• [Task description]:
In the lines below, change every "photograph" to "image" and leave everything else as it is. Omit the pictures from your answer.

• [Detection annotation lines]:
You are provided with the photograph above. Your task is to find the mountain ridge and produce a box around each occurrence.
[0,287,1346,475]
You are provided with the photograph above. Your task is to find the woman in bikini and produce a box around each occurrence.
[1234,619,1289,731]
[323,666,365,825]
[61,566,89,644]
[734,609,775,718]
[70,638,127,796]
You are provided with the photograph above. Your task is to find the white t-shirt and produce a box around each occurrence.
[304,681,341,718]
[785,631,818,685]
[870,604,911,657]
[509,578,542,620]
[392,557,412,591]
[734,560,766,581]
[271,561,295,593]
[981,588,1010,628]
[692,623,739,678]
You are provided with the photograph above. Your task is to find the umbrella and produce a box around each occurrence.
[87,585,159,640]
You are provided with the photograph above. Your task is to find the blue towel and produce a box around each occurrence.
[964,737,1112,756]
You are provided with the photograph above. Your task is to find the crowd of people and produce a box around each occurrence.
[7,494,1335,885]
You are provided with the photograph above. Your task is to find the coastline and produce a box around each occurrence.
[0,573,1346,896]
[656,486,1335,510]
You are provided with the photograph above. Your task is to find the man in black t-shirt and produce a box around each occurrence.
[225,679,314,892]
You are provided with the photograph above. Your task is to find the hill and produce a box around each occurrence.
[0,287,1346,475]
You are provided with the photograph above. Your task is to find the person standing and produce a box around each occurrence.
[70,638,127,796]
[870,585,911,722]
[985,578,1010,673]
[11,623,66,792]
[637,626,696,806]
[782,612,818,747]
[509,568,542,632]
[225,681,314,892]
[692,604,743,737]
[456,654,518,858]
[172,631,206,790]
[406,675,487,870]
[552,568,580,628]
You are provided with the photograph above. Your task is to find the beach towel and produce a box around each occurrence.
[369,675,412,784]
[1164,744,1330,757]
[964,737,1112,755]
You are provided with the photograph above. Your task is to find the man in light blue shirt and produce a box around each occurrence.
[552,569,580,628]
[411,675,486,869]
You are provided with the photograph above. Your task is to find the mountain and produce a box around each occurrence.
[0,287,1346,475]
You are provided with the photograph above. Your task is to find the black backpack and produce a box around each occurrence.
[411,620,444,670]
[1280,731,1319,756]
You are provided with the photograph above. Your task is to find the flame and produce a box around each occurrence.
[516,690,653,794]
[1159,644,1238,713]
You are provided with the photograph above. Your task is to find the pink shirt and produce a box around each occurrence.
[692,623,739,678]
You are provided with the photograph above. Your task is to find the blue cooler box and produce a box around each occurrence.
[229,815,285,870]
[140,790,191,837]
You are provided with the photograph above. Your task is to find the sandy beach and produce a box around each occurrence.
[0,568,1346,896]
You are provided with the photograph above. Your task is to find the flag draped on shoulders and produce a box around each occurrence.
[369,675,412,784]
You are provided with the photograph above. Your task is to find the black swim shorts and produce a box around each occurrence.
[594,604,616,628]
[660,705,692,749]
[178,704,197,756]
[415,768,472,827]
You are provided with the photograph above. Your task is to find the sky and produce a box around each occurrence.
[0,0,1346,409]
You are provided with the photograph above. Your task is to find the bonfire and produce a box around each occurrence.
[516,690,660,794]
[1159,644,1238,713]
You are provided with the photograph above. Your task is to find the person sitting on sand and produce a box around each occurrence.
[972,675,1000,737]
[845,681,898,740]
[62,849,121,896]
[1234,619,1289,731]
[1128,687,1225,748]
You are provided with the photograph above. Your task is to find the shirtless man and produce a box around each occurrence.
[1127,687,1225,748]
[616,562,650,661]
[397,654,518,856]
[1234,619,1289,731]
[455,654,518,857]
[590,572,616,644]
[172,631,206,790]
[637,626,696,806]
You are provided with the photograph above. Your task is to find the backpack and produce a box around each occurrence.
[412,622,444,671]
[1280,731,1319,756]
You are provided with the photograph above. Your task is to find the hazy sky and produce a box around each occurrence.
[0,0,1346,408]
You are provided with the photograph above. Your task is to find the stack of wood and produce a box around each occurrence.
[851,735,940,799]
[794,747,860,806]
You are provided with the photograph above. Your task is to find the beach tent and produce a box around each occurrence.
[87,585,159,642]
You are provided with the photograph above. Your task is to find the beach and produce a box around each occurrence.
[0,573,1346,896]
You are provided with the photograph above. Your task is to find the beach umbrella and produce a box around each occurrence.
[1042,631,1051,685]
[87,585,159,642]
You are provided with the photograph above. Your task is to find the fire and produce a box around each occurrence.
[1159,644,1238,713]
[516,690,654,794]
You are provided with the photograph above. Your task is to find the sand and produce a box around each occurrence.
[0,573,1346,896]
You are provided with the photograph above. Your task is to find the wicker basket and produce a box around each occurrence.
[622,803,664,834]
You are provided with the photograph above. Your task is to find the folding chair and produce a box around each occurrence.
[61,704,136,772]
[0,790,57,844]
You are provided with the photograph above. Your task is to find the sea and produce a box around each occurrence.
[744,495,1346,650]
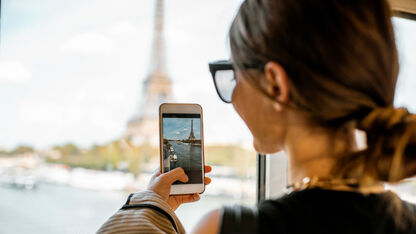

• [Output of the task]:
You are provided with the image above. Your task is to find the mountain ridge and produce a box around each occurrence.
[0,287,1346,475]
You are provided with the image above. Your task is to find the woman in bikini and produce a box around each occurrence.
[1234,619,1289,731]
[323,666,365,825]
[61,566,89,644]
[734,609,775,718]
[70,638,127,796]
You are provided with the image above. Your task is to find the white t-shirt and produce a box around each occurrence.
[304,681,341,718]
[785,631,818,685]
[870,604,911,657]
[509,578,542,620]
[392,557,412,591]
[734,560,766,581]
[271,561,295,593]
[981,588,1010,628]
[692,623,739,678]
You are provided with the image above. Your task is to find the umbrella and produce a box around each occurrence.
[87,585,159,640]
You are provided with the image above. Your task is to find the blue towel and produce a box around each occurrence.
[964,737,1112,756]
You are provided with the image above. Your task is to find the crowd of people and produce a box around each occurrence.
[7,494,1335,885]
You are provided with the image above. Your task is to find the coastline and produce a box around each occurrence.
[0,573,1346,896]
[656,486,1335,510]
You are provided with the image above. Your task is to find the man in black t-shirt and produce a box around each occurrence.
[225,679,314,892]
You are provided with the image above. Your task is to find the hill and produce a box around each occurrence.
[0,287,1346,475]
You are provided with the image above. Your task is to find the person standing and produce a box around each occurrence.
[70,638,127,796]
[870,585,911,722]
[985,578,1010,673]
[11,623,66,792]
[637,626,696,806]
[782,612,818,747]
[509,568,542,632]
[225,681,314,892]
[692,604,743,737]
[456,654,518,858]
[172,631,206,790]
[406,675,487,870]
[552,568,580,628]
You are provided with the image above. Your task is to find the beach towel and produce a box around each occurrence.
[369,675,412,784]
[1164,744,1330,757]
[964,737,1112,755]
You are provided with the image above. Your task is to find the man in light blue shirt and produce a box around each occurrence.
[552,569,580,628]
[411,675,486,869]
You are provided with the image above. Your task is to find the mountain and produce a box around each occurrence.
[0,287,1346,475]
You are provided with the image above. Your task is to find the black backpack and produce a box around each occurrence.
[411,620,444,670]
[1280,731,1319,756]
You are provided with the image above. Your task is to find the flame and produce a box around each occurrence.
[516,690,653,794]
[1159,644,1238,713]
You are provided with the image above. Your task is to find the pink shirt and produce a box around each occurrence.
[692,623,739,678]
You are provided with the image above. Your task is to find the blue cooler box and produce a box around each occurrence.
[229,815,285,870]
[140,790,191,837]
You are provided with the image above. Your task is to find the sandy beach and produce a box around each occurrence.
[0,568,1346,896]
You are provided with the image above. Your task is to find the flag draped on shoulders and produce a box around each occurrence.
[369,675,412,784]
You are provided with the image above. Your task is to find the black swim shorts and produce a box around each occurrence.
[594,604,616,628]
[660,705,692,749]
[178,704,197,756]
[415,768,472,827]
You are provided with the image above. Your task is to find the sky and produce a box around each occurrence.
[0,0,1346,409]
You are provided with the image above. Your task is to find the bonfire and produce a box around each occurrence.
[516,690,660,794]
[1159,644,1238,713]
You are provided with the image above. Your task is to find the person sitting on sand and produce a box around each occurrence.
[972,675,1000,737]
[845,681,898,740]
[62,849,121,896]
[1234,619,1289,731]
[1128,687,1225,748]
You are provided with the image above. Your task is to find the shirtless man and produce a box around each occurrence.
[1127,687,1225,748]
[616,562,650,661]
[397,654,518,856]
[1234,619,1289,731]
[455,654,518,857]
[590,572,616,644]
[172,631,206,790]
[637,626,696,806]
You are provided with the image above. Your task is to find the backpack and produce a box around each occurrence.
[412,622,444,671]
[1280,731,1319,756]
You are provided with the image above. Your task is to find the hazy sky and produce a box around each occurrence.
[0,0,1346,408]
You are provided with the image above. Your task is to find the stack of wood and produce a box around each occurrence.
[851,735,940,799]
[794,747,860,806]
You are provided with the image above. Your task is to find the beach tent and produce a box around each occurrence.
[87,585,159,642]
You are provided with the image above. Your task is to find the beach and produce a box around each occurrence.
[0,573,1346,896]
You are provided with the image above. Your task is to find the beach umbrella and produce a box around each occurrence.
[1042,631,1051,685]
[87,585,159,642]
You are provided with the image above. Your task is to find the fire and produce a box around each occurrence.
[1159,644,1238,713]
[516,690,654,794]
You are provided with the image above. Your task is to find the sand and produce a box around each occurrence.
[0,573,1346,896]
You are provided with the image above. Your task is to find the wicker basket and produce a box around each occurrence.
[622,803,664,834]
You are provided with the image above. Your task is to find the folding chair and produce a box around each occurrence.
[61,704,136,772]
[0,790,57,844]
You are provided with the image above. Your task is to find the sea and produce a box around each occurrence.
[744,495,1346,650]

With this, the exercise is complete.